[What this task involves]:
Turn the data into a numbered list with one line per item, leaving out the blank lines.

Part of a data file
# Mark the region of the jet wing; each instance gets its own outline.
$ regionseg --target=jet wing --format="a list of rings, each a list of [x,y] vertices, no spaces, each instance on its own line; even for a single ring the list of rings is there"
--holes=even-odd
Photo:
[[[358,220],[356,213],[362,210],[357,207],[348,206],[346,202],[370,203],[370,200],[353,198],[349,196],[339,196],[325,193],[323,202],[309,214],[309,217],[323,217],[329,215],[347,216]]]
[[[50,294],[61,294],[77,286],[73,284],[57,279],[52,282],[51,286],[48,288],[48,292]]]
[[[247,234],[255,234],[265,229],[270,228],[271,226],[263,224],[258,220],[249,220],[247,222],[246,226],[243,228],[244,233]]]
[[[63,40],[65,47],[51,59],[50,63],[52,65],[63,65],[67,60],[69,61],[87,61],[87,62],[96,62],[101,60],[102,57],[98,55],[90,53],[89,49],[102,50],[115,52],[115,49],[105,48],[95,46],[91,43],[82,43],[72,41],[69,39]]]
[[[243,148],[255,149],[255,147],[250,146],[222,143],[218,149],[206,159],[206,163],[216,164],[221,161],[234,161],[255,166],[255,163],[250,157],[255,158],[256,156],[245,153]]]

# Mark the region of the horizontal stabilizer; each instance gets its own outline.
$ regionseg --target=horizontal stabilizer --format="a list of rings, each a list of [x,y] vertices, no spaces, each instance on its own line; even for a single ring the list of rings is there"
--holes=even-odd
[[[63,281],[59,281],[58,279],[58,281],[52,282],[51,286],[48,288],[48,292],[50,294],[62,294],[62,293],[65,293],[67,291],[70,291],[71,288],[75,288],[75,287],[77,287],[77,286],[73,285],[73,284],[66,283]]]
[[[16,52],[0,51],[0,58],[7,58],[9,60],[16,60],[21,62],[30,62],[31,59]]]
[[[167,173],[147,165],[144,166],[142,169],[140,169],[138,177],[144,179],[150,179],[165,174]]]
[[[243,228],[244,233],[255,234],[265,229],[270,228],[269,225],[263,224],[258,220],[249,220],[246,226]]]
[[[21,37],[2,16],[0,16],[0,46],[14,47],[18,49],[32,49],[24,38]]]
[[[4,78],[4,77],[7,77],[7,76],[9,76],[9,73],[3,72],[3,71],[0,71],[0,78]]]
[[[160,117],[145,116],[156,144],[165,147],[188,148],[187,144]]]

[Answer to this problem]:
1. # Mark the region of the jet wing; each instance gets its own outline.
2. $ regionseg --target=jet wing --format="a list of rings, each a list of [x,y] vertices, no spaces, each instance on its own line; even for a single ring the list of rings is there"
3. --holes=even-odd
4. Photo:
5. [[[358,220],[356,213],[362,210],[357,207],[348,206],[346,202],[370,203],[370,200],[353,198],[349,196],[339,196],[325,193],[323,202],[309,214],[309,217],[323,217],[329,215],[347,216]]]
6. [[[50,294],[61,294],[77,286],[73,284],[57,279],[52,282],[51,286],[48,288],[48,292]]]
7. [[[247,234],[255,234],[265,229],[270,228],[271,226],[263,224],[258,220],[249,220],[247,222],[246,226],[243,228],[244,233]]]
8. [[[63,40],[65,47],[51,59],[50,63],[52,65],[63,65],[67,60],[69,61],[87,61],[87,62],[96,62],[101,60],[102,57],[98,55],[90,53],[89,49],[102,50],[115,52],[115,49],[105,48],[95,46],[91,43],[82,43],[72,41],[69,39]]]
9. [[[243,148],[255,149],[255,147],[250,146],[222,143],[218,149],[206,159],[206,163],[216,164],[221,161],[234,161],[255,166],[255,163],[250,157],[255,158],[256,156],[245,153]]]
10. # Mark the region of the horizontal stabilizer; each instance gets its own outline.
11. $ regionseg --target=horizontal stabilizer --format="a list of rings, each a list of [x,y] vertices, no spaces, each instance on its own line; even for a single ring the list of rings is there"
12. --holes=even-odd
13. [[[63,281],[59,281],[58,279],[58,281],[52,282],[51,286],[48,288],[48,292],[50,294],[62,294],[62,293],[65,293],[67,291],[70,291],[71,288],[75,288],[75,287],[77,287],[77,286],[73,285],[73,284],[66,283]]]
14. [[[16,52],[0,51],[0,58],[7,58],[9,60],[16,60],[21,62],[30,62],[31,59]]]
15. [[[167,173],[147,165],[144,166],[142,169],[140,169],[138,177],[144,179],[150,179],[165,174]]]
16. [[[243,228],[244,233],[255,234],[265,229],[270,228],[269,225],[263,224],[258,220],[249,220],[246,226]]]
17. [[[21,37],[2,16],[0,16],[0,46],[14,47],[18,49],[32,49],[24,38]]]
18. [[[4,78],[4,77],[7,77],[7,76],[9,76],[9,73],[3,72],[3,71],[0,71],[0,78]]]
19. [[[160,117],[145,116],[156,144],[165,147],[188,148],[187,144]]]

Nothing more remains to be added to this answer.